§ Directions for this task
Could you extract every entry below and reproduce it exactly?

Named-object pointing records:
=======
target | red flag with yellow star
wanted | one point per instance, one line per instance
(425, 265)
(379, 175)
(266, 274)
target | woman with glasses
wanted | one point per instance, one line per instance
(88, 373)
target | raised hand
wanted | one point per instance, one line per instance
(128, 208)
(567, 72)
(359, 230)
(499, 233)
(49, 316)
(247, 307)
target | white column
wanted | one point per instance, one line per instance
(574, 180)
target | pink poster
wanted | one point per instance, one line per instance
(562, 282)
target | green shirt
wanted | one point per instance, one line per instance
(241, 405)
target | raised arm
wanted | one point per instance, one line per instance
=======
§ Solution to the problem
target | red flag with yellow star
wanted | one point per instance, one line per instance
(425, 265)
(379, 175)
(266, 274)
target | woman with glasses
wanted | one point per instance, one line per instance
(88, 373)
target | raised hand
wanted | one point per instance, one line per instance
(128, 208)
(567, 72)
(359, 230)
(499, 233)
(49, 316)
(247, 307)
target | white column
wanted | one point per instance, one line per instance
(574, 180)
target | pink poster
wanted | one point per instance, one line per instance
(562, 282)
target | green shirt
wanted | one point per instance, one line per instance
(241, 405)
target | raised arm
wanted | one point per instance, one line per instance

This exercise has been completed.